Top of Extracted material

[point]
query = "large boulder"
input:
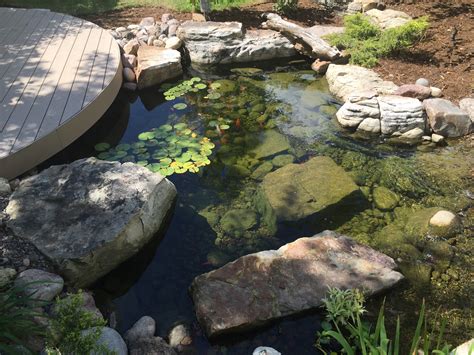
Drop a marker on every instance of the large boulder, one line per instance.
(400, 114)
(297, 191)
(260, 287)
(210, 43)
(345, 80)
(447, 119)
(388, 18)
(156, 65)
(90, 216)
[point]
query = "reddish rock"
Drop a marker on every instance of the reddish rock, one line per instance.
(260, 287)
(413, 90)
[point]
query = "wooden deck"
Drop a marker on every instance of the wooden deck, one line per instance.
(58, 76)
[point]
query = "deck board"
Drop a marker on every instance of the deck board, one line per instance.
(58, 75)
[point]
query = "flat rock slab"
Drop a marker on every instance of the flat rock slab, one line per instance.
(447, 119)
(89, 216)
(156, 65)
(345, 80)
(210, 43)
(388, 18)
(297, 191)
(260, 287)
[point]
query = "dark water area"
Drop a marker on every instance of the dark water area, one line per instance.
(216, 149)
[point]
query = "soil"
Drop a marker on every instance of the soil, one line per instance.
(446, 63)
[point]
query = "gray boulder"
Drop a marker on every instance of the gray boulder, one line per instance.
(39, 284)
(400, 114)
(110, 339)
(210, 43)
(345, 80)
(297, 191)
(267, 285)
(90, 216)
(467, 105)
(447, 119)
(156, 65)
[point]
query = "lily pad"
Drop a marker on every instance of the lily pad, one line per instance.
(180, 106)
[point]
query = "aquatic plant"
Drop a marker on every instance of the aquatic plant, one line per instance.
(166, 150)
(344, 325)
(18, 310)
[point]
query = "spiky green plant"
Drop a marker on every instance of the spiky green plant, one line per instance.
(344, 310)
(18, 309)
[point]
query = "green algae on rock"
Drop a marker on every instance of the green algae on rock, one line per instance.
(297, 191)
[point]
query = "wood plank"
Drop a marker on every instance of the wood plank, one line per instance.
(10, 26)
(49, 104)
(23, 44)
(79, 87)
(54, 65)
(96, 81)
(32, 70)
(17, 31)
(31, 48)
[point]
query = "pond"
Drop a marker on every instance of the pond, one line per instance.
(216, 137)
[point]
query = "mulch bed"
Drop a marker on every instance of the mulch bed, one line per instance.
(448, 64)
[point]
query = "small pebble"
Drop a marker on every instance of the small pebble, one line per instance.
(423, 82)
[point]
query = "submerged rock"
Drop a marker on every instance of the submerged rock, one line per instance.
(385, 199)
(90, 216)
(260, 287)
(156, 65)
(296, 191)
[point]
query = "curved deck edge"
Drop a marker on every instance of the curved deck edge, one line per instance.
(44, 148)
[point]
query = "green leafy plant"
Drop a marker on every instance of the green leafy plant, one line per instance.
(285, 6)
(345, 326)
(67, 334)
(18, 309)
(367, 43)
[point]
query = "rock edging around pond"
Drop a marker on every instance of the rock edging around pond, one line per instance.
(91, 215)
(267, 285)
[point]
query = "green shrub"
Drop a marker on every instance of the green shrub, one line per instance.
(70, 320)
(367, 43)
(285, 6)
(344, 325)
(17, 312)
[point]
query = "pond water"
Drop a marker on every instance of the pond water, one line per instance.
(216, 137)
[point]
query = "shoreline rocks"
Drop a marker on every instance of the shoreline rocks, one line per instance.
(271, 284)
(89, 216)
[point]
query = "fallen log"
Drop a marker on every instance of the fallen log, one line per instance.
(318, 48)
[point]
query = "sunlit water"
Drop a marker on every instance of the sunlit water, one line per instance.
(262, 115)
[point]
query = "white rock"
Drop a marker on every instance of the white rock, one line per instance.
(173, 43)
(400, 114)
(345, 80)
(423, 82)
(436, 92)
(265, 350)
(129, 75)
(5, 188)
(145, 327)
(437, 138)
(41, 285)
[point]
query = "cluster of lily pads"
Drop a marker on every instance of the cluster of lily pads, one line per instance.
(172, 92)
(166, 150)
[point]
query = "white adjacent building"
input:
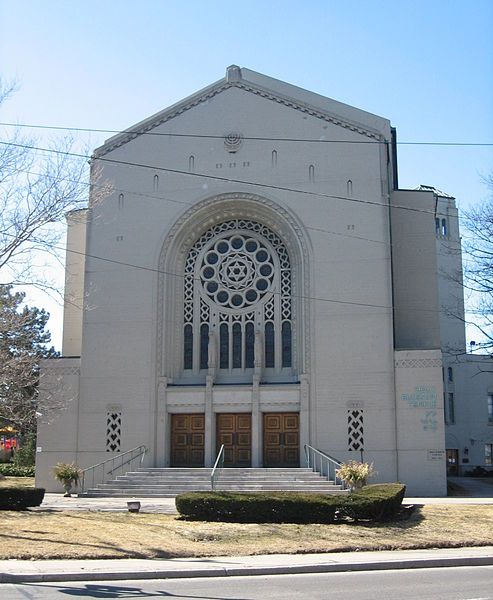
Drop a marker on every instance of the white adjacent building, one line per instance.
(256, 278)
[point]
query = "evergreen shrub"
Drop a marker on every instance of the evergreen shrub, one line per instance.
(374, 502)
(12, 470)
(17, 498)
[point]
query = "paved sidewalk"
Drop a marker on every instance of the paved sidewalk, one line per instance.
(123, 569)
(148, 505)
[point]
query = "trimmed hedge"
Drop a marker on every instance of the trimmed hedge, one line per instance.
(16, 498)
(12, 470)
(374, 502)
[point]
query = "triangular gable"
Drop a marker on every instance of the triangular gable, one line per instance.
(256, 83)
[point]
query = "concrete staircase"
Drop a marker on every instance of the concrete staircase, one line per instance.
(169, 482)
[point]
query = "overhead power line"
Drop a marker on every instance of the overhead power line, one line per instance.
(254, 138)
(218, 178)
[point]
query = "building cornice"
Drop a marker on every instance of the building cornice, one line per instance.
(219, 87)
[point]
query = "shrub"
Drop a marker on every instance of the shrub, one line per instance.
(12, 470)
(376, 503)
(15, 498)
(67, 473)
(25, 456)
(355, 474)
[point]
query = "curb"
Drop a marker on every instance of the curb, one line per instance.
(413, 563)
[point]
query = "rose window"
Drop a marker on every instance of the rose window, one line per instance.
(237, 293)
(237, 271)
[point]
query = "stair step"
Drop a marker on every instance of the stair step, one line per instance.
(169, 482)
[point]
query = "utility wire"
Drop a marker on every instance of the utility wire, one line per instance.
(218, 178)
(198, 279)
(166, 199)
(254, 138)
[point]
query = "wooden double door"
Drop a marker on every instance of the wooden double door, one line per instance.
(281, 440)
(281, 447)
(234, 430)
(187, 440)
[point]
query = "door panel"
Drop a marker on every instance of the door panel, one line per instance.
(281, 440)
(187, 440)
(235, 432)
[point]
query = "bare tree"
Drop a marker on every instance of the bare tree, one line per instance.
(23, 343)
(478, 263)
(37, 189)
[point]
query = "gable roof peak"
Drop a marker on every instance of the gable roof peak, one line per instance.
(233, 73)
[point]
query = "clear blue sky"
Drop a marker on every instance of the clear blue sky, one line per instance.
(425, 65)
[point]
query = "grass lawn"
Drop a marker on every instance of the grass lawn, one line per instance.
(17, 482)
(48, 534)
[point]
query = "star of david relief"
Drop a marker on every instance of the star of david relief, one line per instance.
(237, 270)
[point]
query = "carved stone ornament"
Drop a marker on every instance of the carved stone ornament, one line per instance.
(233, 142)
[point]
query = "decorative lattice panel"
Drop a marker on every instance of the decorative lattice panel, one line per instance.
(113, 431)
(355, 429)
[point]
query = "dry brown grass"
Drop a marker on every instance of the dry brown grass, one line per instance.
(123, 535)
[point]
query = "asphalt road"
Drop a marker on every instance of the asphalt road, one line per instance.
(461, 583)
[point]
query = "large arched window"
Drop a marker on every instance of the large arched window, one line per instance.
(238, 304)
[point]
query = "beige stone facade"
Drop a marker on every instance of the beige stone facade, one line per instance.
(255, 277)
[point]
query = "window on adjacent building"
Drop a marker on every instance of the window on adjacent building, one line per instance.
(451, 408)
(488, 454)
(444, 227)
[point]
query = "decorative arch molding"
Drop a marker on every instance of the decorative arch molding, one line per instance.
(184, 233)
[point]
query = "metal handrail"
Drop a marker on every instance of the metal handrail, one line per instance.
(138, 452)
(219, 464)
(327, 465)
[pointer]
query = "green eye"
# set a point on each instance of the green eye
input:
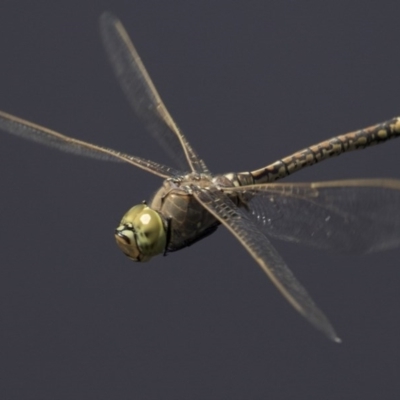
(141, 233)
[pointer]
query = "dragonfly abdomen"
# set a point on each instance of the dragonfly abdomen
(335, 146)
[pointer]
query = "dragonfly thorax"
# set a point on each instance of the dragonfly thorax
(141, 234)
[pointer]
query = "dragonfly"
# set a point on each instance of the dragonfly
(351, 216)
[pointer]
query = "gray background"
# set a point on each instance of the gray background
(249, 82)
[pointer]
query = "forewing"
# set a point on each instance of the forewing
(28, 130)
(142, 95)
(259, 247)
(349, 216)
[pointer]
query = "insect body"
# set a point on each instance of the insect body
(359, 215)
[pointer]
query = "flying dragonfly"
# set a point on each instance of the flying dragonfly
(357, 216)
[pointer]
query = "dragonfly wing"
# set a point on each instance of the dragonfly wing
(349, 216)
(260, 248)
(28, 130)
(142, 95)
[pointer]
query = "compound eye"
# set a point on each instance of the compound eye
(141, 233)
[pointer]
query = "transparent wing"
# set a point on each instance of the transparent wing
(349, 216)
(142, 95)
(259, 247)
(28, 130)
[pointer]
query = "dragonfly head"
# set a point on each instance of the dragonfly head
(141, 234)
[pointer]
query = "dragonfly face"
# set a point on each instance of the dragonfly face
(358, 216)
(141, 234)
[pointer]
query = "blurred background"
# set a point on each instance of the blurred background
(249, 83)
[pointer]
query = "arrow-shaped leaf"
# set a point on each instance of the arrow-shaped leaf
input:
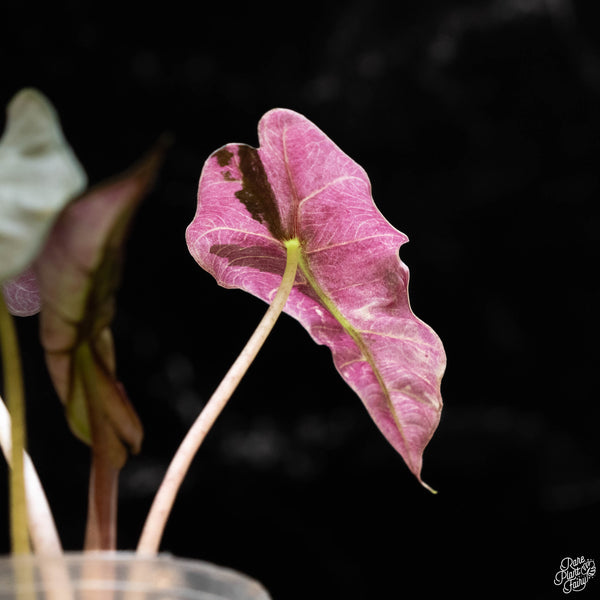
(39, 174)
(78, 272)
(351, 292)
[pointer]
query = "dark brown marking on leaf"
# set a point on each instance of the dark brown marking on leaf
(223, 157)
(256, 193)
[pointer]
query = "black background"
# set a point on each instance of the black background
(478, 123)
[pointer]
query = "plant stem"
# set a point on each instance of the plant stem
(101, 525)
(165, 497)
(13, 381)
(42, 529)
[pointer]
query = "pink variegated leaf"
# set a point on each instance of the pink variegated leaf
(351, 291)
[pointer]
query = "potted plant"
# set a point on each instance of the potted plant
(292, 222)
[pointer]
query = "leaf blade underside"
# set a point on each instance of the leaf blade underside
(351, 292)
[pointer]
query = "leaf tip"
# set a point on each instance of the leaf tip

Bottom of Extracted material

(Activity) Look above for lines with the word "arrow" and copy them all.

(Answer to this problem)
query = "arrow-shaped leaf"
# set a point on each instance of the arrow-shaped leaf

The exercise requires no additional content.